=== Extracto de página ===
La política como espejo de la condición humana

ElAvance | 08 octubre 2025

Johnny Pujols
Secretario General PLD

Se repite con frecuencia la afirmación de que la política está enferma, de que los políticos son el verdadero problema y de que la vida pública se ha convertido en un territorio condenado a la desconfianza. Esa sentencia se pronuncia en cafés, tertulias y redes sociales como si fuese una verdad absoluta. Sin embargo, más que un diagnóstico profundo, se trata de una simplificación que oculta lo esencial: no es la política la que fracasa, sino el ser humano cuando olvida su propósito. Las instituciones no nacen corrompidas; lo que se resquebraja es la integridad de quienes las conducen.

Ese dilema, lejos de ser exclusivo de la política, atraviesa toda actividad humana. Un médico puede convertir la medicina en un negocio y olvidar el juramento hipocrático; un ingeniero, sacrificar la seguridad de una obra para reducir costos; un maestro, manipular conciencias en lugar de educarlas. ¿Diríamos, entonces, que la medicina, la ingeniería o la pedagogía están dañadas por naturaleza? Evidentemente no. El problema nunca está en la actividad misma, sino en los fines con los que se ejerce. Lo mismo ocurre con la política: no se degrada por el simple hecho de ser política, sino cuando quienes la practican olvidan el propósito que le da sentido y utilizan el poder delegado de manera irresponsable, sin horizonte ni vocación de servicio.
=== Filas registradas ===
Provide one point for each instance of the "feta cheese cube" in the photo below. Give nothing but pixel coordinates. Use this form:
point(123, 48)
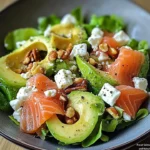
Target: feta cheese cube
point(128, 47)
point(94, 41)
point(126, 117)
point(97, 32)
point(26, 75)
point(140, 83)
point(15, 104)
point(109, 94)
point(24, 93)
point(20, 43)
point(80, 49)
point(121, 37)
point(64, 78)
point(73, 68)
point(68, 19)
point(47, 32)
point(103, 56)
point(50, 93)
point(95, 38)
point(17, 114)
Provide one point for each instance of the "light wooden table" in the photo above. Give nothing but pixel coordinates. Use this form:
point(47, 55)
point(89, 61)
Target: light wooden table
point(7, 145)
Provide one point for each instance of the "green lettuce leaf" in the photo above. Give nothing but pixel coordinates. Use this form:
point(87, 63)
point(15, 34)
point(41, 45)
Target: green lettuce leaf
point(108, 23)
point(18, 35)
point(4, 103)
point(14, 120)
point(7, 94)
point(43, 22)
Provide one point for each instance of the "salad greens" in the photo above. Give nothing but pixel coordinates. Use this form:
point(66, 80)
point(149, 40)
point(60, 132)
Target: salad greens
point(80, 63)
point(18, 35)
point(43, 22)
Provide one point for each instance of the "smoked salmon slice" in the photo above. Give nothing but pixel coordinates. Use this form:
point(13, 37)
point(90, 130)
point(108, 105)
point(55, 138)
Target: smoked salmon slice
point(41, 82)
point(130, 99)
point(38, 108)
point(126, 66)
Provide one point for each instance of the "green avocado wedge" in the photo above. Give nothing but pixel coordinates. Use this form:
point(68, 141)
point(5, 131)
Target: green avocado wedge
point(95, 77)
point(89, 108)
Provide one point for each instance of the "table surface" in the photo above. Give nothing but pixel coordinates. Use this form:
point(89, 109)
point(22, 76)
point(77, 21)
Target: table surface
point(7, 145)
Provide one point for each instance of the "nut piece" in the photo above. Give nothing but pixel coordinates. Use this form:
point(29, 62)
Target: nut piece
point(52, 56)
point(113, 51)
point(60, 53)
point(103, 47)
point(69, 121)
point(19, 71)
point(69, 48)
point(62, 98)
point(29, 66)
point(113, 112)
point(26, 61)
point(92, 61)
point(78, 80)
point(70, 112)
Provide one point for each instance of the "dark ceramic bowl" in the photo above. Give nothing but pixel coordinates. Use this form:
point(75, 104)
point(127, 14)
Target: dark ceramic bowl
point(25, 14)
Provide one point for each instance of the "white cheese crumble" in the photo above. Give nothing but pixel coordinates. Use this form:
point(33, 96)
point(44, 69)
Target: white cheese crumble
point(95, 38)
point(127, 47)
point(47, 32)
point(64, 78)
point(68, 19)
point(103, 56)
point(126, 117)
point(81, 50)
point(26, 75)
point(17, 114)
point(121, 37)
point(22, 95)
point(109, 94)
point(20, 43)
point(73, 68)
point(97, 32)
point(140, 83)
point(50, 93)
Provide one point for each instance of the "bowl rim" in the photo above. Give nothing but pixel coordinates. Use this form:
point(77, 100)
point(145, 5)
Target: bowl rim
===
_Qué hacer_.
(1) Reescribe el fragmento del artículo que va de "Johnny Pujols" a "quienes las conducen.", ambos incluidos, sustituyendo "desconfianza" por "sospecha".
(2) Según el artículo, ¿qué cargo ocupa Johnny Pujols?
(3) Escribe la continuación del artículo sobre la política a partir del final del último párrafo.
Las filas no son necesarias para trabajar con el artículo.

_Respuestas esperadas_.
(1)
Johnny Pujols
Secretario General PLD

Se repite con frecuencia la afirmación de que la política está enferma, de que los políticos son el verdadero problema y de que la vida pública se ha convertido en un territorio condenado a la sospecha. Esa sentencia se pronuncia en cafés, tertulias y redes sociales como si fuese una verdad absoluta. Sin embargo, más que un diagnóstico profundo, se trata de una simplificación que oculta lo esencial: no es la política la que fracasa, sino el ser humano cuando olvida su propósito. Las instituciones no nacen corrompidas; lo que se resquebraja es la integridad de quienes las conducen.

(2) Es secretario general del PLD.

(3)
La política, en ese sentido, no es más vulnerable que otras profesiones. La diferencia está en que, al ser una actividad esencialmente pública, expone con mayor crudeza tanto los excesos y los abusos como los actos de grandeza y sacrificio. En la medicina, en el derecho o en los negocios también se violan límites éticos: se comercia con la vida, se manipula la ley, se negocia con la verdad. La política, por su visibilidad, refleja con más claridad lo mejor y lo peor de la condición humana, y de ahí su carga simbólica: se convierte en un espejo colectivo donde todos miramos, con esperanza o con desencanto, nuestras propias virtudes y carencias.

El verdadero dilema no es si la política es digna o indigna, sino la tensión que atraviesa a quienes la ejercen: entre la nobleza y el despropósito, entre la vocación de servicio y la tentación del abuso. Los seres humanos somos capaces de organizar, cuidar y construir, pero también de degradar, manipular y destruir. En ese vaivén se juega la dignidad de la política, porque ella solo puede ser tan noble como lo sean los propósitos de quienes la conducen.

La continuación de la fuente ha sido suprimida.